►

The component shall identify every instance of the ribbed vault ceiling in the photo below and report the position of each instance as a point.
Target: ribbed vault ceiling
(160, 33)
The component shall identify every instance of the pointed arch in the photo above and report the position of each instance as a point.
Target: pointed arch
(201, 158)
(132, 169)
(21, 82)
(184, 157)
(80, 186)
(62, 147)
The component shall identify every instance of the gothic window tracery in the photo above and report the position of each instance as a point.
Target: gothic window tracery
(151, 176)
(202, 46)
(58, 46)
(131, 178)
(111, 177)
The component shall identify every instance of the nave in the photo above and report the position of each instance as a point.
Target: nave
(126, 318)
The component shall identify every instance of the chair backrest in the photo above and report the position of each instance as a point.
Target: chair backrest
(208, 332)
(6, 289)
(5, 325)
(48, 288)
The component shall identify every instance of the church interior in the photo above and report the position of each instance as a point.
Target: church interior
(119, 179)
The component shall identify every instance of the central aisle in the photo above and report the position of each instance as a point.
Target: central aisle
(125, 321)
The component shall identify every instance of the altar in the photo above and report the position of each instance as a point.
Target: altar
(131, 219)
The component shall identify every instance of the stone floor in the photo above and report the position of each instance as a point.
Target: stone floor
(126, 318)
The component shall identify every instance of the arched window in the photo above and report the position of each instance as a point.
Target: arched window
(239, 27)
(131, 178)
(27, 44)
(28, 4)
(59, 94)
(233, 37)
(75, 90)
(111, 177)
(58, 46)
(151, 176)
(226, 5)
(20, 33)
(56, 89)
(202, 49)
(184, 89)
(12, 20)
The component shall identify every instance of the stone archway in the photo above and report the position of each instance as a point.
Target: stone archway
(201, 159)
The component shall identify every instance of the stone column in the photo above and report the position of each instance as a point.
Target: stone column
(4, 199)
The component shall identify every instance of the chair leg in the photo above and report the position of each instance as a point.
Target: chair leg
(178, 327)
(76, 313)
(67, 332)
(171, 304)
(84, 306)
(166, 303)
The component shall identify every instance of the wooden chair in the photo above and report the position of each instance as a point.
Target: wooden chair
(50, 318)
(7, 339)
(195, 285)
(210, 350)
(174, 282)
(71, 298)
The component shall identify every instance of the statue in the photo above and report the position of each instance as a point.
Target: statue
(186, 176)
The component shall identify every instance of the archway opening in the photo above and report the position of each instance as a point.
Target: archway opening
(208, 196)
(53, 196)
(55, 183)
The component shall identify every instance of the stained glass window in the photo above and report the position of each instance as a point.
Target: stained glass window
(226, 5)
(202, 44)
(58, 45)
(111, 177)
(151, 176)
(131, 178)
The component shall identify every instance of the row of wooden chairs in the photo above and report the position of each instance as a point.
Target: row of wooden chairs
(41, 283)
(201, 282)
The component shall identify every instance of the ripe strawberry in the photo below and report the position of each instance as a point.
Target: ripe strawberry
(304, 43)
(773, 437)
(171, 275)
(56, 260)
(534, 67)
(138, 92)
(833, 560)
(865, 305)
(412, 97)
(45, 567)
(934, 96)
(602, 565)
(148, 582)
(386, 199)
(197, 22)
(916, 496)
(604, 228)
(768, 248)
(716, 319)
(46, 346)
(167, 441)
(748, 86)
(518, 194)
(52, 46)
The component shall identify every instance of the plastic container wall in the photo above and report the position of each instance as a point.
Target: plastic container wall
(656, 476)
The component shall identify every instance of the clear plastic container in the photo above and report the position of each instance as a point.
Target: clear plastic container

◄

YOUR INSTRUCTIONS: Rewrite the material from the line containing "The component shall identify every instance of the ripe" through the end, replacing "plastic container" with "plastic box" wherever it occurs and leaving everything else as it is.

EXERCISE RESULT:
The component shall identify every instance of the ripe strawberry in the photo below and report the position of each instance as a point.
Target: ripe strawberry
(304, 43)
(773, 437)
(171, 275)
(56, 260)
(534, 67)
(138, 92)
(833, 560)
(865, 305)
(412, 97)
(45, 567)
(934, 96)
(602, 565)
(148, 582)
(386, 199)
(197, 22)
(916, 496)
(604, 228)
(768, 248)
(716, 319)
(46, 346)
(167, 441)
(748, 86)
(518, 194)
(52, 46)
The component shall identify every instance of the plastic box wall in the photo above and report the position of each instance as a point.
Target: plastic box wall
(656, 476)
The component shall identify every instance of the clear plastic box in the photo above and report the position of each instance as a point.
Target: clear plastic box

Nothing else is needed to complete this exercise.